* Extract *
Update as of 3 p.m. on 9/20/19:

Yesterday, we announced changes to the verification badge. The idea behind this update was to protect creators from impersonation and address user confusion. Every year, we receive tens of thousands of complaints from creators about impersonation. Also, nearly a third of YouTube users told us that they misunderstood the badge’s meaning, associating it with *endorsement of content*, and not an indicator of *identity*. While rolling out improvements to this program, we completely missed the mark. We’re sorry for the frustration that this caused and we have a few updates to share.

First, we heard loud and clear how much the badge means to you. Channels that already have the verification badge will now keep it and don’t have to appeal. We’ll continue reviewing those channels to ensure we’re protecting creators from impersonation.

Just like in the past, all channels that have over 100,000 subscribers will still be eligible to apply. We’ll reopen the application process by the end of October. Going forward, we’ll review those channels to verify their identity. If we determine that a channel is attempting to impersonate, we won’t verify that channel and may take additional action. We’ve improved the process and will verify channels that are:

  • Authentic: Your channel must represent the real creator, brand, or entity you’re claiming to be. We’ll look at a variety of factors to help verify your identity, and may also ask for additional info or documentation.

* Written task *
In the verification badge update, what subscriber count does a channel need to be eligible to apply?

* Collected material *

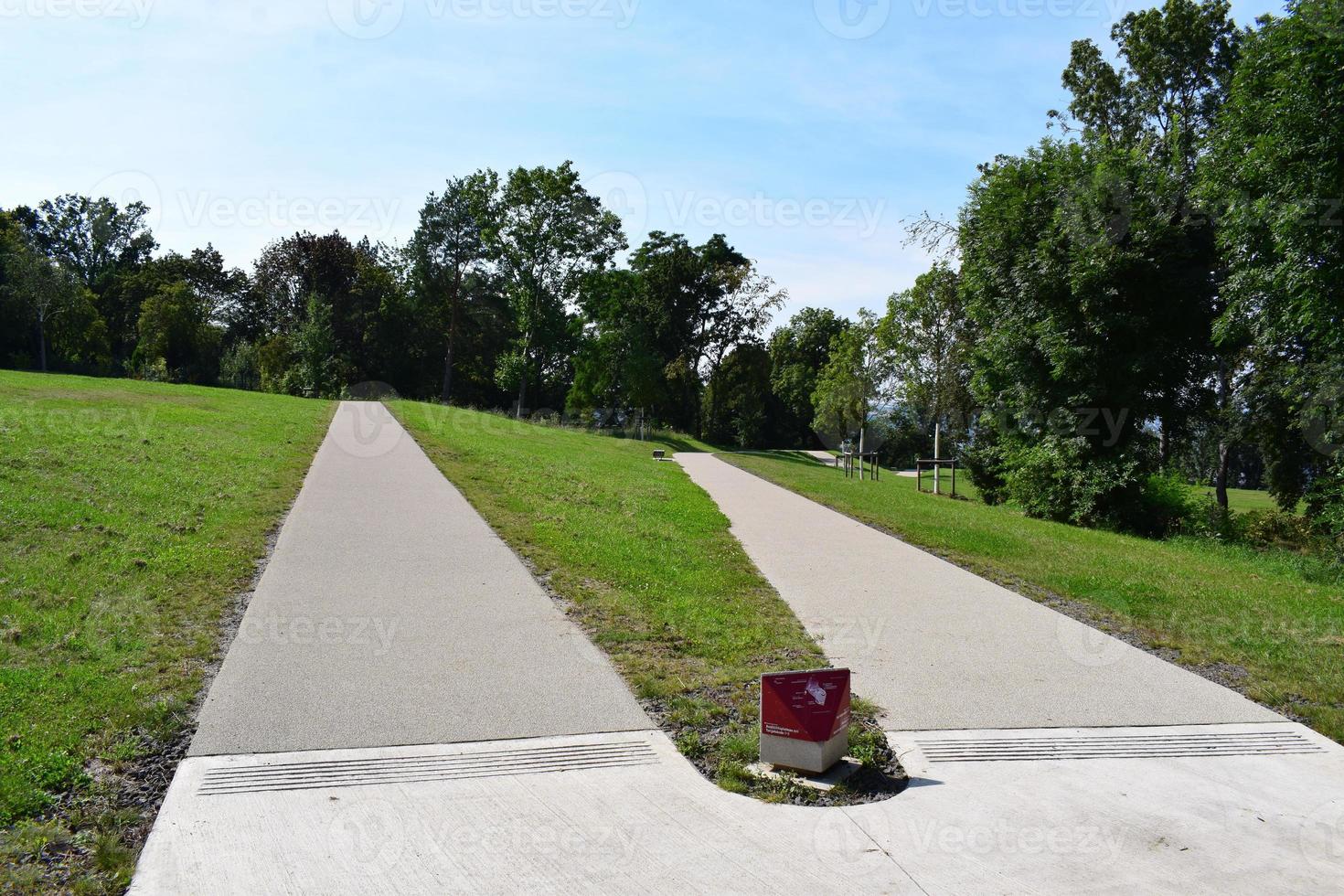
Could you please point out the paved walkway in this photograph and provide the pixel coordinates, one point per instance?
(938, 646)
(391, 614)
(529, 772)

* Exercise solution *
Over 100,000 subscribers.